------ Items ------
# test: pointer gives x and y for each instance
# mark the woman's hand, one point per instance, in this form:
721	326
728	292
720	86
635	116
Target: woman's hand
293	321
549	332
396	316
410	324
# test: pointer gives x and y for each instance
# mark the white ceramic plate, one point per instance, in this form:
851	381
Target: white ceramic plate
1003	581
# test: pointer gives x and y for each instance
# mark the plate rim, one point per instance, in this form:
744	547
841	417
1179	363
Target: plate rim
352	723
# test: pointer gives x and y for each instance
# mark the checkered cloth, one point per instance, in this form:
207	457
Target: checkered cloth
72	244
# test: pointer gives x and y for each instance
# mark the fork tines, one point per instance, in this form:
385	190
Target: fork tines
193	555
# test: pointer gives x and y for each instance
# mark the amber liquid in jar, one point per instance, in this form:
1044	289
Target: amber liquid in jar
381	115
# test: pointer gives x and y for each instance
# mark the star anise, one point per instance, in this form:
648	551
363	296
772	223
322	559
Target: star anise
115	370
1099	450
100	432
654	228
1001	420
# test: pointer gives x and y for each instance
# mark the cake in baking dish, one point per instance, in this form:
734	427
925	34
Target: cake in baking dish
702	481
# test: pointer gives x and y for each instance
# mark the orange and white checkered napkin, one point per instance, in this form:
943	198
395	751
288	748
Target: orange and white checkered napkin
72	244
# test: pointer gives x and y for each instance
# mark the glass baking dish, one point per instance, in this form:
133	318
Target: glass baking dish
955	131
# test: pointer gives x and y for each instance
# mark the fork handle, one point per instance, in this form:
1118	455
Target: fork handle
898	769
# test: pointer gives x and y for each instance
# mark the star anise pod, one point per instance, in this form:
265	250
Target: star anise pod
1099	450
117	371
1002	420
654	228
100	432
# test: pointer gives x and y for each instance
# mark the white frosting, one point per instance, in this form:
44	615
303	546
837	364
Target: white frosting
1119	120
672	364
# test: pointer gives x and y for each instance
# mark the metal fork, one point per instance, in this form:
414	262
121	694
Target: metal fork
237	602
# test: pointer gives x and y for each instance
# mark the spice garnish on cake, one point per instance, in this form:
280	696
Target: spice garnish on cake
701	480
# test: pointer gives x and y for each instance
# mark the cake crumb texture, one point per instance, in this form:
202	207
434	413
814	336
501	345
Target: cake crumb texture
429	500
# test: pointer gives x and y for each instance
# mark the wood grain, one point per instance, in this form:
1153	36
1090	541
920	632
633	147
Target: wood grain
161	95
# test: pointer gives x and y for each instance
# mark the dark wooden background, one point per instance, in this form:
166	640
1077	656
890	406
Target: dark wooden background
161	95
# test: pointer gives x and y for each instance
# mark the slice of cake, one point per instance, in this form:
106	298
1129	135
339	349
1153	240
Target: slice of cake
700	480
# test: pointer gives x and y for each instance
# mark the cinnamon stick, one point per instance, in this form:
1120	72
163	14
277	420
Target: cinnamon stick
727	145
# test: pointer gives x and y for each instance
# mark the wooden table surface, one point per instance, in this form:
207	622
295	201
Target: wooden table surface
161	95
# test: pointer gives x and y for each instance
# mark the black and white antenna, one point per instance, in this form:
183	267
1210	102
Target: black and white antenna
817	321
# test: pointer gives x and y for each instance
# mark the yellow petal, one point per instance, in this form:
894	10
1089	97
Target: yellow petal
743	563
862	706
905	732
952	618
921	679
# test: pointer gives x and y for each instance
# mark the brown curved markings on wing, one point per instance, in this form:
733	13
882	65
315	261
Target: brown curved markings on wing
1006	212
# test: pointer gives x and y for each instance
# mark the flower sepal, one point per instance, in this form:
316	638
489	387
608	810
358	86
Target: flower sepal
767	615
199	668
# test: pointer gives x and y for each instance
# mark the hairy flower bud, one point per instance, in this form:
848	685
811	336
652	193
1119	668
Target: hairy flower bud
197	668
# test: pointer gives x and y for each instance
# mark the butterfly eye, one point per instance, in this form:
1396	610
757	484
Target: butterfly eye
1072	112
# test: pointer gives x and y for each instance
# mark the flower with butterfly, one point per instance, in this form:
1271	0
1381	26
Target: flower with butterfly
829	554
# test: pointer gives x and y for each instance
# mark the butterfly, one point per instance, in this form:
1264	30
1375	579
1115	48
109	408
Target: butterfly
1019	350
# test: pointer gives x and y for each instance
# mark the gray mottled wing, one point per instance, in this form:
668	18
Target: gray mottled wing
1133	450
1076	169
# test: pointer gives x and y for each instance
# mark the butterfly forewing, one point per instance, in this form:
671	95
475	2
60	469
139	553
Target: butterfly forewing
------
* Written exercise
Retype the material in full, character for character.

* The result
# test: pointer gives x and y for each instance
# mark the woman's hand, one point per instance, in this form:
721	326
728	292
720	86
635	116
Target: woman's hand
293	321
549	332
396	316
410	324
# test: pointer gives x and y for each instance
# mark the white ceramic plate, one point per instance, in this form:
851	381
Target: white ceramic plate
1003	581
# test: pointer gives x and y for each instance
# mark the plate rim, one point per instance, in this form:
744	547
841	417
1179	363
Target: plate rim
352	723
# test: pointer gives x and y for each instance
# mark the checkered cloth, one point per instance, in this form:
207	457
Target: checkered cloth
72	244
# test: pointer gives x and y for each instance
# mark the fork tines, one point per instance, in this form:
385	190
Target: fork tines
193	555
# test: pointer gives x and y for each instance
# mark the amber liquid in jar, one point per instance, in this form:
1044	289
Target: amber liquid in jar
381	115
# test: pointer gives x and y for each instance
# mark the star anise, one point per instance, in this form:
648	551
363	296
772	223
322	559
Target: star anise
115	370
1099	450
100	432
654	228
1001	420
# test: pointer gives x and y for each instance
# mark the cake in baking dish, one point per instance, in this form:
734	427
925	34
Target: cake in baking dish
702	481
# test: pointer gives x and y for each instance
# mark the orange and white checkered napkin, one point per instance, in this form:
943	198
395	751
288	748
Target: orange and white checkered napkin
72	244
# test: pointer gives x and y for each instance
# mark the glass baking dish, one point per instance, in this form:
133	318
Target: glass baking dish
955	131
# test: pointer gives x and y for each instance
# mark the fork handle, one point per instance, in this form:
1118	455
Target: fork handle
898	769
# test: pointer gives x and y for each instance
# mark the star anise pod, one point per instance, in this form:
265	250
Target: star anise pod
1099	450
117	371
1002	420
654	228
100	432
# test: pointer gives x and y for each instance
# mark the white frosting, one point per instance, in this form:
44	615
303	546
837	364
Target: white frosting
1119	120
672	364
# test: pointer gives x and y for each instance
# mark the metal fork, one point per instance, in this form:
414	262
121	694
Target: metal fork
237	602
# test: pointer gives x and y for each instance
# mark the spice garnish on cake, one point per instance, in this form:
280	696
Target: spice garnish on cake
701	480
# test: pointer gives x and y for each instance
# mark the cake crumb texture, one point per instance, in this form:
202	207
434	413
814	336
501	345
Target: cake crumb texture
429	500
# test: pointer gives x and y for each instance
# mark the wood grain, one point per instance, in this form:
1153	36
1090	541
920	632
633	147
Target: wood grain
161	95
# test: pointer gives x and y for each instance
# mark the dark wooden background, one point per instance, in this form:
166	640
1077	656
890	406
Target: dark wooden background
161	95
# test: pointer gives x and y for each instance
# mark the slice of cake, one point per instance, in this form:
106	298
1129	135
339	349
1153	240
Target: slice of cake
700	480
# test: pointer gives x and y for each instance
# mark the cinnamon stick, one point per instance, in this form:
1120	72
163	14
277	420
Target: cinnamon stick
727	145
# test: pointer gives x and y for each instance
# mark the wooden table surface, one point per instance, in this form:
207	622
295	201
Target: wooden table surface
161	95
# test: pointer gives x and y for each instance
# mark the black and white antenna, one point per instance, in this form:
183	267
1210	102
Target: black and white antenna
817	321
# test: pointer gives x and y for each instance
# mark the yellow petal, one point per instance, in this form:
894	10
1089	97
Target: yellow petal
743	563
862	706
905	732
952	618
921	679
# test: pointer gives x and y for each instance
# mark the brown curved markings on wing, one point per instance, in this form:
733	13
882	65
315	261
Target: brown curved markings on wing
1006	212
# test: pointer gives x and y for each instance
# mark the flower sepal, one point per instance, in this form:
316	638
489	387
608	810
358	86
Target: flower sepal
767	615
199	668
# test: pointer gives x and y for each instance
# mark the hairy flower bud, one point per instance, in this form:
848	685
811	336
652	193
1119	668
Target: hairy flower bud
197	668
# test: pointer gives x and y for each instance
# mark the butterfly eye, one point per instance, in this form:
1396	610
757	484
Target: butterfly eye
1072	112
# test: pointer gives x and y for each instance
# mark the flower with butterfly, one point per instance, in this form:
1271	0
1381	26
Target: flower with butterfly
829	554
# test: pointer gives x and y for each instance
# mark the butterfly, one point per instance, in this form:
1264	30
1375	579
1115	48
109	408
Target: butterfly
1019	350
# test: pointer gives x and y for each instance
# mark the gray mottled wing, one point per instance, in this form:
668	18
Target: gray mottled wing
1133	450
1076	169
# test: pointer gives x and y for each instance
# mark the butterfly forewing, one point per instance, in this form:
671	95
475	2
60	469
139	553
Target: butterfly forewing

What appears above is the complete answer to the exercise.